This is a known issue that permeates the whole remote at this point, and it is quite annoying. https://github.com/Git-Mediawiki/Git-Mediawiki/issues/30 I have, however, considered it useful to include this to show progress as it can take a while to fetch all namespace information... Obviously, once we figure out how to silence this stuff (ie. how to recognize -q), it should be silenced like everything else, but until then I think it's quite useful.
quoted
+ foreach my $page (@{$mw_pages}) { + $pages->{$page->{title}} = $page; + } + } else { + warn $mediawiki->{error}->{code} . ': ' + . $mediawiki->{error}->{details} . "\n";I guess this is the part which "skips special namespaces". The original code die()'d but this merely warns. Aside from these "special namespaces", are there genuine cases when the $mediawiki query would return an error, and which should indeed die(), or is warning appropriate for all $mediawiki query error cases?
Maybe I didn't get the indentation right, but this } else { is for query
failures, *not* the if ($namespace_id < 0). So < 0 is just silently
skipped.
The original code was die()'ing on failures, but I think that's a
mistake: we should fetch what we can and warn on the failures. That
allows the user to fix multiple problems at once instead of having to
rerun the script repeatedly.
A.
--
Le féminisme n'a jamais tué personne
Le machisme tue tous les jours.
- Benoîte Groulx

# [Dataset excerpts]
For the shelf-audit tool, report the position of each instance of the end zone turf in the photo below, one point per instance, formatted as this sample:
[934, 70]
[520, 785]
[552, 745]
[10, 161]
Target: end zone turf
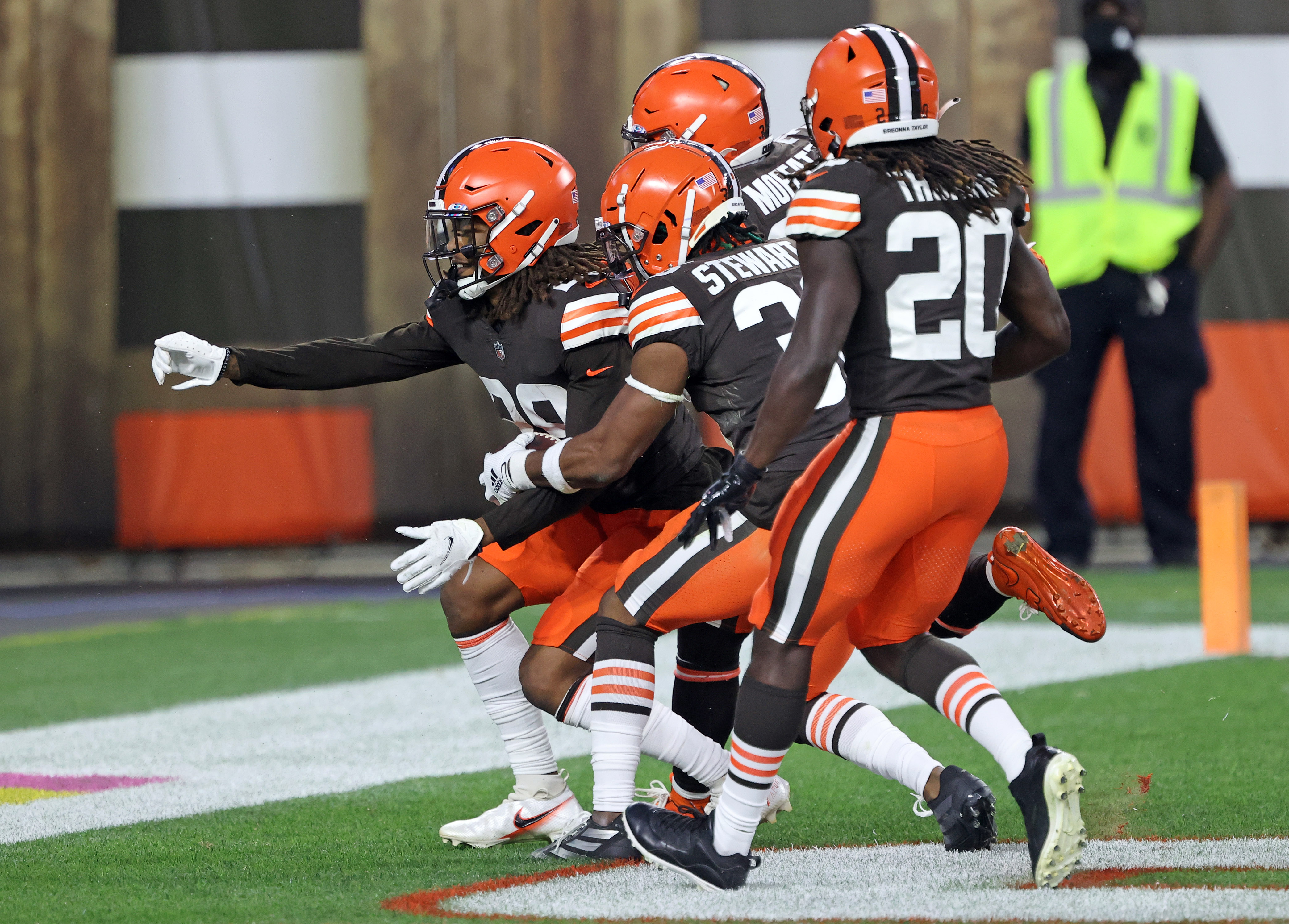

# [Aim of the exercise]
In the patch discussion above, what happens when the namespace ID is less than 0?

# [In response]
It is silently skipped.